• [SET TASK] Make an exact copy of all the material below, apart from the pictures.

• [RAW RECORDS]
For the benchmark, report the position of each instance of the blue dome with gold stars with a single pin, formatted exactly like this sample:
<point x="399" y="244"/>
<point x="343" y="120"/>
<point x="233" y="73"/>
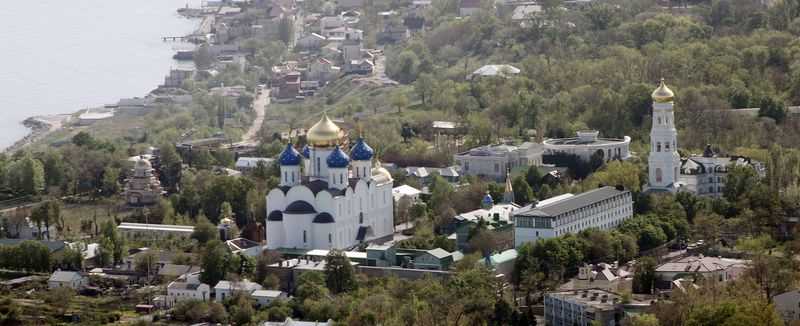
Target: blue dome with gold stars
<point x="338" y="159"/>
<point x="290" y="156"/>
<point x="361" y="151"/>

• [COMPLETE RESPONSE]
For the benchmark, report the position of each instance of the blue dome with gold stars with a single pin, formatted exactly like this sample:
<point x="399" y="244"/>
<point x="343" y="120"/>
<point x="233" y="73"/>
Target: blue dome with gold stars
<point x="338" y="159"/>
<point x="290" y="156"/>
<point x="361" y="151"/>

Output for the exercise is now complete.